§ **Texto proporcionado**:

######

Es director de una asociación que predica la reconciliación entre las comunidades cristiana y musulmana, mismas que se dividen el país –tiene 36 años, desea permanecer en el anonimato por razones de seguridad y su apariencia tiene algo de la elegancia irónica y ágil de Barack Obama.
—“¿Conoce a los Fulani? —me preguntó durante nuestro primer encuentro, en un inglés perfecto y algo cantado, propio de la elite nigeriana—. Oficialmente son pastores peuls, de la nobleza saheliana, que huyen del calentamiento global y descienden hacia el sur con sus rebaños, en busca de verdes pastizales. En realidad, son islamistas de una clase nueva, más o menos vinculados a Boko Haram. El Índice Global de Terrorismo los coloca en el cuarto puesto mundial, detrás de Dáesh, los Talibanes y, precisamente, Boko Haram, los movimientos yihadistas más mortíferos. Matan a los Cristianos con un ensañamiento y a una escala que incluso no han conocido los Cristianos en Oriente Próximo. Si no me cree, venga. Se lo ruego, juzgue usted mismo, venga.
Entonces, como obviamente había escuchado hablar sobre Boko Haram, la secta de fanáticos religiosos que se atrincheró en el noreste del país, en las montañas y selvas del estado de Borno, pero nunca de los Fulanis, me marché a Nigeria.
Fui a Godogodo, en el estado de Kaduna, en el centro, en donde filmé el testimonio de una evangelista, Jumai Victor. Una joven muy bella a quien le falta un brazo —tiene una forma de permanecer, algo oblicua, que hace que no te percates enseguida. Era el 15 de julio —me cuenta. Los Fulanis irrumpieron de noche, en motos doble propósito, tres en cada moto, gritando Allahu Akbar. Quemaron las casas. Mataron a sus cuatro hijos frente a ella. Y, cuando llegó su turno y vieron que estaba embarazada, se entabló una discusión: algunos no querían ver el destripamiento y sólo le cortaron el brazo a machetazos, como en la carnicería –primero los dedos; después la mano; después el antebrazo, y después el resto, entonces el último del grupo se quejó porque no había tenido su parte. Cuenta su historia muy rápido, sin rabia, con la mirada perdida, parecería que perdió el rostro al mismo tiempo que el brazo. Es la voz del jefe del pueblo, al traducir, la que se ahoga. Es él quien, al callarse, deja correr una lágrima por su mejilla.

######

§ **Extractos de datos**:
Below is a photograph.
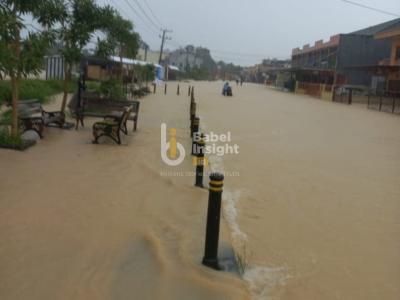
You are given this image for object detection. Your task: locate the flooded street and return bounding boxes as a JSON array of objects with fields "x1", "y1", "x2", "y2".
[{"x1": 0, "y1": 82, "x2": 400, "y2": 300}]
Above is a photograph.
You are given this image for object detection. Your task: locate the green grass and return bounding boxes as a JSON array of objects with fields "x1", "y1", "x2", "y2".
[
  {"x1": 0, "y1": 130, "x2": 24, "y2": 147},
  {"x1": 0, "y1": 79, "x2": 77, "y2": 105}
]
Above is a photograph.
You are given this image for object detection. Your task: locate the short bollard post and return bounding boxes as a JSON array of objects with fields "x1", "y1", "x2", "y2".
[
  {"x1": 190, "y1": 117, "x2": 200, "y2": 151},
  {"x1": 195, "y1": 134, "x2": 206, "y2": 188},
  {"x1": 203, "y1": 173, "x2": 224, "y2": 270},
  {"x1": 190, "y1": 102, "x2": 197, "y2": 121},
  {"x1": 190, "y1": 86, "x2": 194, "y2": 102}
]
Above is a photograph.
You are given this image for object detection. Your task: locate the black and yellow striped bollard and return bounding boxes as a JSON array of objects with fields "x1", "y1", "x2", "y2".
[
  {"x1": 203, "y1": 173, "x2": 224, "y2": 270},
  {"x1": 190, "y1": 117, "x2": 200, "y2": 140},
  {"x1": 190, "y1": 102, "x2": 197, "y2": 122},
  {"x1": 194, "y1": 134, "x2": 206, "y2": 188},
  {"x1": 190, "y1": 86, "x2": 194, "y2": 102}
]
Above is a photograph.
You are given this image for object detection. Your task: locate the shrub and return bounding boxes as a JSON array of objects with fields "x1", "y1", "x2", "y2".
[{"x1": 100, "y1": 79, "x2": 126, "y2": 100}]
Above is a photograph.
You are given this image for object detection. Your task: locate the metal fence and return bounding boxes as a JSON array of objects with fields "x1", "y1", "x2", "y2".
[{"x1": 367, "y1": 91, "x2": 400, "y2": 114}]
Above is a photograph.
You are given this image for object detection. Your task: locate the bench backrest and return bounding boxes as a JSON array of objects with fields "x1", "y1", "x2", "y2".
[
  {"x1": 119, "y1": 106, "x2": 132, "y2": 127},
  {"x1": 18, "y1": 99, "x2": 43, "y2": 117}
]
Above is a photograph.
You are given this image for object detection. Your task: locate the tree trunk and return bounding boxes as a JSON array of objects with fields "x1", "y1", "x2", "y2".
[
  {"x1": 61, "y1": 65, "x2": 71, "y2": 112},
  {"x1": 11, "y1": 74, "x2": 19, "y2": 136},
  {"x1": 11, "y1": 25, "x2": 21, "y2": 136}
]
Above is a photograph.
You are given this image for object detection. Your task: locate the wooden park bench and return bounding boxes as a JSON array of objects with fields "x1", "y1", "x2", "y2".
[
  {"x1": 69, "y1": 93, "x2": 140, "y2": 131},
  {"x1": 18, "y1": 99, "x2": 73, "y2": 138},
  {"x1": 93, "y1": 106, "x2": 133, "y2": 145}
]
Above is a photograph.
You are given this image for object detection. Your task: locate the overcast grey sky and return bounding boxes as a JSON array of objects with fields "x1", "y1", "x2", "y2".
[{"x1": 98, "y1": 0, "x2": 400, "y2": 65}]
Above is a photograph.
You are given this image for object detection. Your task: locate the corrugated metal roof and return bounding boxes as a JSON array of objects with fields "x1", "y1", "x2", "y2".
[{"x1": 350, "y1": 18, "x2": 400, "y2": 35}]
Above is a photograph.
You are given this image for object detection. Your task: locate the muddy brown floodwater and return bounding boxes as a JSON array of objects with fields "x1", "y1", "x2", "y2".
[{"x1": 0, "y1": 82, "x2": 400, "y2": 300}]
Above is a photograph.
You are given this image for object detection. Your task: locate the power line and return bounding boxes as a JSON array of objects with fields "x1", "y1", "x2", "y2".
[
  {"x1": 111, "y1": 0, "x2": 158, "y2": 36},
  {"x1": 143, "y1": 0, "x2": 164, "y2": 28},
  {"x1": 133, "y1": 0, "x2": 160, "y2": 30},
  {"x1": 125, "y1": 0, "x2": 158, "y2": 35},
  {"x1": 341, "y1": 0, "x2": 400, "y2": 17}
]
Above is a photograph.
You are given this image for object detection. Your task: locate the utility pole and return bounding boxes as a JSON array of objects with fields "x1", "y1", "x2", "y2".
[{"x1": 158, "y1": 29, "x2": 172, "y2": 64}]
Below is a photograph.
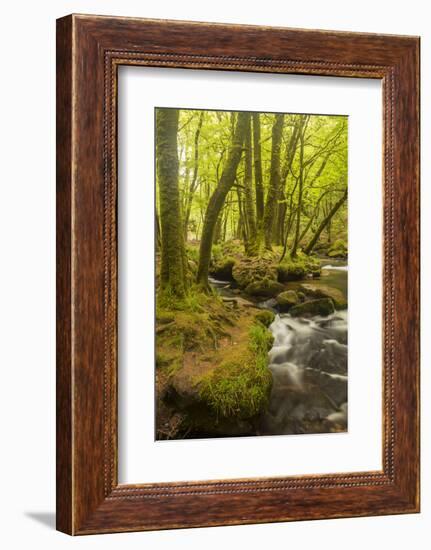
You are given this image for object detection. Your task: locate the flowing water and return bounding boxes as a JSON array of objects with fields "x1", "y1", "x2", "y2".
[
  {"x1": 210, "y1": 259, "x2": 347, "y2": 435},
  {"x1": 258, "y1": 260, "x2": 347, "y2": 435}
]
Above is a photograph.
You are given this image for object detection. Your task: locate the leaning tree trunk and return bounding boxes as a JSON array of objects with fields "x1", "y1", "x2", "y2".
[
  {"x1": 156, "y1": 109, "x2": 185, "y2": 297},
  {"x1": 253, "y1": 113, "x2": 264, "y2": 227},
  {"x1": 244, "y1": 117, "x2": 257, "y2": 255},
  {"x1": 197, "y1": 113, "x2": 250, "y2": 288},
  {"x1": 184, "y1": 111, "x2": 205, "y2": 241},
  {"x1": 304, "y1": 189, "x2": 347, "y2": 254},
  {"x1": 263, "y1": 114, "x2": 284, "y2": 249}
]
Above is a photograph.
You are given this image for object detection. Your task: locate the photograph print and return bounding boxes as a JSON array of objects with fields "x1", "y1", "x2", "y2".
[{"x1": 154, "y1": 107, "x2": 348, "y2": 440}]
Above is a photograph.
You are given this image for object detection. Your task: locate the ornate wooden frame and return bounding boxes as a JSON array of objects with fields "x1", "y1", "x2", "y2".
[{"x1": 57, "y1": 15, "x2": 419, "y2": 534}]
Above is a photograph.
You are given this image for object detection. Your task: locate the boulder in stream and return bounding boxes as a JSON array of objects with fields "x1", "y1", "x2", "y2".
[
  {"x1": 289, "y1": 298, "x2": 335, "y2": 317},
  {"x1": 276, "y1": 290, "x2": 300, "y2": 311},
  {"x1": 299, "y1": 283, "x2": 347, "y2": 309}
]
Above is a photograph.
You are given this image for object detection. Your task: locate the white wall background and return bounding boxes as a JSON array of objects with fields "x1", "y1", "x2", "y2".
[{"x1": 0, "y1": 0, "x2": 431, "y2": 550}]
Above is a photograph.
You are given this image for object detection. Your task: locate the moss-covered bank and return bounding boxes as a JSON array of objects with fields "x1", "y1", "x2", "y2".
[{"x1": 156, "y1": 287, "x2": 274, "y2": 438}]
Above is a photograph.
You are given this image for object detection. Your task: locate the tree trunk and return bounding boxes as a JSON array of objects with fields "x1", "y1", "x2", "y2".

######

§ **Consigna**: Por favor, continúa el relato sobre los ataques de los Fulanis en Nigeria a partir de su última oración. Los ítems proceden de otra fuente.

§ **Respuesta**:
Fui a Adan, jefatura de Kagoro, más al norte, en donde registré el relato de otra mujer, Lyndia David, sobreviviente de otra masacre. Aquella mañana del 15 de marzo, se murmura que los Fulanis merodean por los alrededores. Mientras se arregla para ir a la iglesia, su marido, junto a otros hombres, se dispone a subir a las colinas para hacer la ronda. Entonces, le pide que corra a refugiarse en casa de su hermana, en el pueblo vecino. La primera noche, cuando apenas llegó, se despierta por los silbatos de los vigilantes. Cuando se precipita al exterior, descubre que todo arde a su alrededor. Intenta escapar por aquí —un Fulani le cierra el paso. Por acá —otro Fulani la detiene. También por allá —los Fulani están en todos lados, son como una trampa que se cierra. Entonces, la llama una voz que habla su lengua. —Por aquí —dice la voz—, por aquí hay que pasar, el camino está libre, ven. Le cree y va con su salvador, éste aparece entre la maleza y se lanza sobre ella, le corta tres dedos de la mano derecha, le corta la nuca con un machete, le dispara a quemarropa y, dándola por muerta o moribunda, rocía su cuerpo con gasolina y le prende fuego. Por un milagro, con el cuerpo como una llaga, regresó a su pueblo natal: los Fulanis lo atacaron la misma noche; lo arrasaron; 72 aldeanos murieron —entre ellos su marido.
En Daku, cerca de Jos, capital del cinturón medio cristiano, en el corazón de un paisaje de praderas verdes que hicieron las delicias de los colonizadores ingleses, vi una iglesia vandalizada, con las planchas del techo derrumbadas, un montón de brasas apagadas es todo lo que queda de la cruz.
También vi otra a la salida de Jos, intacta, con un patio abrumado por el calor y poblado de jovencitas vestidas de blanco y con velos. Un hombre salió a gritarme que no tenía nada qué hacer ahí. Hablaba inglés. Hubo tiempo para que dijera, en los minutos de palabrería que le saqué, que era turco, miembro de un red de “solidaridad religiosa” financiada por Catar y encargada de abrir, en las localidades del norte y del centro, madrasas para las hijas de los Fulanis.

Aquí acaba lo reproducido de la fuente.